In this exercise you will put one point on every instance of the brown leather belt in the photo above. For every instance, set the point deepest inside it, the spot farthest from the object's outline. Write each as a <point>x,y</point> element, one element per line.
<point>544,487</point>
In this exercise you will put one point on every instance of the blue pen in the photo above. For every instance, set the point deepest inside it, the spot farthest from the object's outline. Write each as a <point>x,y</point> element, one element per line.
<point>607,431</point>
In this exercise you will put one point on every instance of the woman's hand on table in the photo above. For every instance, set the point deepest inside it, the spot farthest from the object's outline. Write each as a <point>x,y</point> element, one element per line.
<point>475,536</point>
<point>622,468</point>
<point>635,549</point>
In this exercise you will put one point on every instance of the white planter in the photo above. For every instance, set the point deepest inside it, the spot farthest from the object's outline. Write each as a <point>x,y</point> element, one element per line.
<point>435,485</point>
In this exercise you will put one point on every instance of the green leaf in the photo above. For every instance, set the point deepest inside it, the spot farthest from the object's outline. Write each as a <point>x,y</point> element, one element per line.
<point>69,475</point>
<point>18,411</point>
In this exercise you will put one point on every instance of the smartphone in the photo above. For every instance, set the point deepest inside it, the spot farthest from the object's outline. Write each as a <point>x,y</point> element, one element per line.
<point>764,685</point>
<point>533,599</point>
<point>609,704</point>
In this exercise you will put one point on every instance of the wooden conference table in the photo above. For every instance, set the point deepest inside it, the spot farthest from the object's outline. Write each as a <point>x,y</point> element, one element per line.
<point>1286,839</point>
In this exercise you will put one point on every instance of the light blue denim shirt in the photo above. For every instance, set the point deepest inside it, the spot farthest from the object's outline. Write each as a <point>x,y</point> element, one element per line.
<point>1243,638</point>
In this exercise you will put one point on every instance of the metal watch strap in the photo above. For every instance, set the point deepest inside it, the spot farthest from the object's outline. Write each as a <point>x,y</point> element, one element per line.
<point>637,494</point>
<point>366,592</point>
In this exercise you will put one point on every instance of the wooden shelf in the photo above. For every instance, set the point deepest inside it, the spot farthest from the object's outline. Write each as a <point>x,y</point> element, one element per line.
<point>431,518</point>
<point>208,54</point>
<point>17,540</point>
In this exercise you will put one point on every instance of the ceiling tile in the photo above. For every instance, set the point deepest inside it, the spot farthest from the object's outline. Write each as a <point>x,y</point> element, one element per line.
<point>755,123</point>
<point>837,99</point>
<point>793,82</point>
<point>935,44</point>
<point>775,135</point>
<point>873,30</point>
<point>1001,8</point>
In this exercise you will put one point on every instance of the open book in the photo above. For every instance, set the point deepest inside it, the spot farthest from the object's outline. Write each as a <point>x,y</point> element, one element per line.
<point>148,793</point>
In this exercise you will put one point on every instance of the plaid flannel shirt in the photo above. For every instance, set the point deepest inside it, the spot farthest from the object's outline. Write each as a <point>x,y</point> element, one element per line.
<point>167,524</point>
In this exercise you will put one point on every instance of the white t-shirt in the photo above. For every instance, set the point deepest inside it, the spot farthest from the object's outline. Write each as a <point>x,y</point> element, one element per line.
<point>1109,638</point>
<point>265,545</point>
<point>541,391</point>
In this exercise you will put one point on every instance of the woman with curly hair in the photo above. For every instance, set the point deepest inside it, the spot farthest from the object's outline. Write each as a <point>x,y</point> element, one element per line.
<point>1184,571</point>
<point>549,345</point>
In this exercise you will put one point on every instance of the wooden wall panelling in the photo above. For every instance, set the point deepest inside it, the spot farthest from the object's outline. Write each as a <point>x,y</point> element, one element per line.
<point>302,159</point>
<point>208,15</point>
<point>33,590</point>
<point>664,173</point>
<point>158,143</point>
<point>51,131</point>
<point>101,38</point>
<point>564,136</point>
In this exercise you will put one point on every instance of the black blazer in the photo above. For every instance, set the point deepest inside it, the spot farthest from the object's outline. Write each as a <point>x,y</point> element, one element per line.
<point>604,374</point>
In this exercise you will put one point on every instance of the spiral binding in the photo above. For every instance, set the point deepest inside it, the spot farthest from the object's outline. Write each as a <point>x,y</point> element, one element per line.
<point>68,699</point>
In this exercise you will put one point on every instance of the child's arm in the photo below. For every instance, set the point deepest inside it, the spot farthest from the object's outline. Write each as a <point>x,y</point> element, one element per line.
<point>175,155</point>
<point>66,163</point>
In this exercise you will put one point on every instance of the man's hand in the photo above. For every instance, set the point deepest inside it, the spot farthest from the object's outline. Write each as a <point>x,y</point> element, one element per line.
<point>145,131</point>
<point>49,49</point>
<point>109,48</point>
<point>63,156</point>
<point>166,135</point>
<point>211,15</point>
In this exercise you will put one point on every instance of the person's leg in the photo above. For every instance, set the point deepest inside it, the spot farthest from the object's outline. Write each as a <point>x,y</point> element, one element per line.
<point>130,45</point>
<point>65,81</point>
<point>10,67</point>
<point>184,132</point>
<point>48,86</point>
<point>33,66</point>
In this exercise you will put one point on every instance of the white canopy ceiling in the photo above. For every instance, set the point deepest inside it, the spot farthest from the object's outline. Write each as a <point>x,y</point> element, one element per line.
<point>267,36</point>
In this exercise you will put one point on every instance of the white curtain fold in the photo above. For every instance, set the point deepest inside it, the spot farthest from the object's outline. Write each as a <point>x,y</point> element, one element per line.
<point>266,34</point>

## Assignment
The answer is every entry, repeated word for word.

## Response for this exercise
In this exercise you will put one point on every instance of the brown leather belt in the photo above. For every instance, set the point deepest inside it, the spot farthest from the object's outline. Write each as a <point>x,y</point> element, one element per line.
<point>544,487</point>
In this exercise you will put one point on every instance of the blue pen in the photo above. For every instance, set the point deepest inside it, the spot farthest from the object's outline. Write each as a <point>x,y</point> element, one element per line.
<point>607,431</point>
In this exercise you will put one point on every instance of the woman's hand on table in the photo above. For every instance, set the point deepest inside it, the spot farthest from the object's outline. Write each as a <point>x,y</point> element, one element per line.
<point>475,536</point>
<point>622,468</point>
<point>635,549</point>
In this exercise you will put one point on every instance of the white planter in the photo above. For every instance, set the point deepest inside it, the spot farthest from the object's outline. Write each as a <point>x,y</point> element, one element per line.
<point>435,485</point>
In this exercise you will put one point on every instance of the green leaf in the photo above. For every instance, set the point deepest inside it, the spot farthest from the object's outline. Write each as a <point>x,y</point> element, one element per line.
<point>69,475</point>
<point>18,411</point>
In this exercise you will put one point on every instance of the smartphone in the photo above. For every instance, set the point deepest inside it, the spot farthest from the object's outline. Write each as a <point>x,y</point> element, one element per line.
<point>764,685</point>
<point>533,599</point>
<point>609,704</point>
In this exercise you will put one point on every instance of the wooden conference table in the photo above. For every instance, set the point deepest inside it, the spot farthest from the object's outline. Write each as a <point>x,y</point> element, one element per line.
<point>1286,839</point>
In this exercise you will put one point on every instance of the light blue denim shirt in the photo above. For every instance, set the point deepest inside it, the spot farthest from the object's outline. Write each as a <point>x,y</point> element, one element per line.
<point>1243,638</point>
In this exercise you will put one point on every instance of the metal watch strap in the photo above. For every instance, set the point deepest inside it, the spot farthest from the object's outline. Write each as a <point>x,y</point> element, one element per line.
<point>637,494</point>
<point>366,592</point>
In this exercise you will put one point on every instance of the wooden shelf in the photo above. For every instance, set the point deepest inside it, the spot farthest from the object's outline. Write each as a <point>x,y</point> element, one element per line.
<point>431,518</point>
<point>208,54</point>
<point>17,540</point>
In this exercise you will put one point on every instance of the ceiling tile in the photo above. For every instance, set the point deepest inside it, the spot farthest from the object's outline. Write each as a <point>x,y</point> element, one element per line.
<point>755,123</point>
<point>837,99</point>
<point>793,82</point>
<point>935,44</point>
<point>775,135</point>
<point>873,30</point>
<point>1001,8</point>
In this exercise you will put one point on every instance of the open book in the photo above. For every instance, set the point deepest inside it, the spot farthest from the object's outline. Write each as a <point>x,y</point> element, one element per line.
<point>148,793</point>
In this exercise you will put one point on every instance of the plaid flannel shirt in the photo above. For every instance, set the point deepest inside it, the spot farthest from the object's outline. Write each as a <point>x,y</point> element, one element per line.
<point>167,524</point>
In this exercise you will put one point on every instance of the white t-shirt in the photo above. For every instance, set the point deepest inside it, the spot farthest from the object's outline. Write each as a <point>x,y</point> element, one element per line.
<point>1109,638</point>
<point>265,545</point>
<point>541,391</point>
In this exercise you will put one point on every instance of the woman with curly hair in the photo above. For every instance, set the point deepest inside it, the spot farthest from the object's outline. Write each as a <point>x,y</point> element, one element per line.
<point>1184,571</point>
<point>549,345</point>
In this exercise you will put one point on every instance of the wooden wall panelling in the photo above. For every instance, set the point deepest inside it, the spot farthest from the object's outline. Write each as a <point>x,y</point> element, one element per line.
<point>302,159</point>
<point>208,15</point>
<point>33,590</point>
<point>664,173</point>
<point>158,143</point>
<point>51,131</point>
<point>101,38</point>
<point>564,136</point>
In this exercise you will put one point on every instance of the black blazer in the photo above. For every instance, set the point deepest inside it, the spot farthest from the object's outline. Write each as a <point>x,y</point> element, one element per line.
<point>604,374</point>
In this exercise you will put one point on every instance of the spiral binding in the photo above. For every instance, set the point deepest inside it, the spot farthest from the object's outline. Write each as a <point>x,y</point> element, one element per line.
<point>68,699</point>
In this exercise you will put one point on every instance of the child's arm in the photo below. For every instance, set the point deepest inside it, the spot farthest from the object's outline. Write each as a <point>x,y</point> element, one element per line.
<point>175,155</point>
<point>66,163</point>
In this exercise you will put one point on every instance of the man's hand in the photo above. For every instance, set the point deepest inside it, the spot farthest from the object's outline. Write each as a <point>x,y</point> element, one element per line.
<point>145,131</point>
<point>49,49</point>
<point>109,48</point>
<point>63,156</point>
<point>166,135</point>
<point>211,15</point>
In this exercise you will put one point on every instance of the person's leg in the photo above. For every instance, set the point deepest inside it, the spot farthest from the object's outline. Write each as a <point>x,y</point> element, one element per line.
<point>130,45</point>
<point>65,81</point>
<point>10,67</point>
<point>184,132</point>
<point>48,86</point>
<point>33,66</point>
In this exercise you will put one point on every instance of the white canopy ceiling in the photo above. For every instance, set the point deepest inside it, the spot farthest from the object's outline. Write each as a <point>x,y</point> element, one element per line.
<point>267,36</point>
In this exercise you will put one point on every instance of the white curtain fold in the photo above. For every instance, set the point deepest inside it, the spot farthest from the object's outline. Write each as a <point>x,y</point> element, one element per line.
<point>266,34</point>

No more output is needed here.